TASK: Your answer should consist only of the lines below from the one with "Target: undergrowth shrub" through the one with "Objective — for every instance of the white lamp", copied exactly.

ENTRIES SHOWN:
━━━━━━━━
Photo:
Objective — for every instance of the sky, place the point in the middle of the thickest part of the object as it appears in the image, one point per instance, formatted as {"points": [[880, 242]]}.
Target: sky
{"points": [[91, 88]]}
━━━━━━━━
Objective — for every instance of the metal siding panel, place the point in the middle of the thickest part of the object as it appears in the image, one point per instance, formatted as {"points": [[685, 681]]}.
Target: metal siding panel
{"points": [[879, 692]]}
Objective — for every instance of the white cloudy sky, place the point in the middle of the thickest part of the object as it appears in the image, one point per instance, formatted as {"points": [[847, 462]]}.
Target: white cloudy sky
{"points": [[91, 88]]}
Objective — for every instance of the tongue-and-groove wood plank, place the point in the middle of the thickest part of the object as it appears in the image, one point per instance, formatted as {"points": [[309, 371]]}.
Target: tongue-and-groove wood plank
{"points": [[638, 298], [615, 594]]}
━━━━━━━━
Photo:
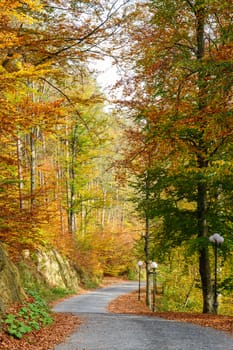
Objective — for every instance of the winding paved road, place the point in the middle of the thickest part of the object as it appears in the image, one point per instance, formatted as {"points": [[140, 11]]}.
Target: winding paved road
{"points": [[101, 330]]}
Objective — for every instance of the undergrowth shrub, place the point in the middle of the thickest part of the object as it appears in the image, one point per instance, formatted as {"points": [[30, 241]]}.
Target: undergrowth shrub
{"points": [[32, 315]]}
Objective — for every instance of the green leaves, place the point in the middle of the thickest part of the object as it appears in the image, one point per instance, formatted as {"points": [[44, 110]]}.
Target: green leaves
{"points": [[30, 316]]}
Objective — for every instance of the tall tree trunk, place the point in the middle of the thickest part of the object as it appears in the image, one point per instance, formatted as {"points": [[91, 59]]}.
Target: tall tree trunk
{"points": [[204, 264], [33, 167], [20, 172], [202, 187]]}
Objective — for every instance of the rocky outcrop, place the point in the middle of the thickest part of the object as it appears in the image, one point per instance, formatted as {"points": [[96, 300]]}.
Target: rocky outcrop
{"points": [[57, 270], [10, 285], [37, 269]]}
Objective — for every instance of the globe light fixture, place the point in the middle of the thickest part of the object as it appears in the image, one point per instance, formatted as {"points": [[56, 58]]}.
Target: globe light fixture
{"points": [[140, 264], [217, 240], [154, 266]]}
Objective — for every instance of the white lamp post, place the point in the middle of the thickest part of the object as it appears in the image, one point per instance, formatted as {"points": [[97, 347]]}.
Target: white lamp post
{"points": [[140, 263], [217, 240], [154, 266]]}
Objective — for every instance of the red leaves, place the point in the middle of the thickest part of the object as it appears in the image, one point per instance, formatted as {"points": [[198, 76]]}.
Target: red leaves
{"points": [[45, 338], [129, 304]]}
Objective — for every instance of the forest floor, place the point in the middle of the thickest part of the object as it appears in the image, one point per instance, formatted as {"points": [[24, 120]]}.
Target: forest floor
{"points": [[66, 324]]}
━━━━━━━━
RESPONSE BOX:
Target: undergrowth shrub
{"points": [[32, 315]]}
Objective — for every instance of the green leaves, place the point in the middle of the thickest part of the object as it appears in the image, one point per instance, formatted as {"points": [[44, 110]]}.
Target: green leaves
{"points": [[30, 316]]}
Objective — for every instance of the tall tree trunk, place the point in the middle of the thickest part of the object as it appears in the image, one point per instance, formatted as {"points": [[91, 59]]}.
Target: tall tree trunk
{"points": [[204, 264], [33, 167], [20, 172], [202, 187]]}
Objective — for every instance of the rocky outcrop, place the point in the middle of the thickest part of the object as it appears in the image, one point per instance, formatted as {"points": [[96, 300]]}.
Target: rocky outcrop
{"points": [[57, 270], [10, 285], [37, 269]]}
Objective — for every instance of the globe light fixture, place the point in the middle of the thickest part of the object as it appears in the image, one point per instance, formatted as {"points": [[56, 58]]}.
Target: globe light fixture
{"points": [[140, 264], [217, 240], [154, 266]]}
Objective — for every instance of the white lamp post, place the point in the middle of the thickest part of the object as it appears in the image, one point per instance, formatted as {"points": [[97, 347]]}.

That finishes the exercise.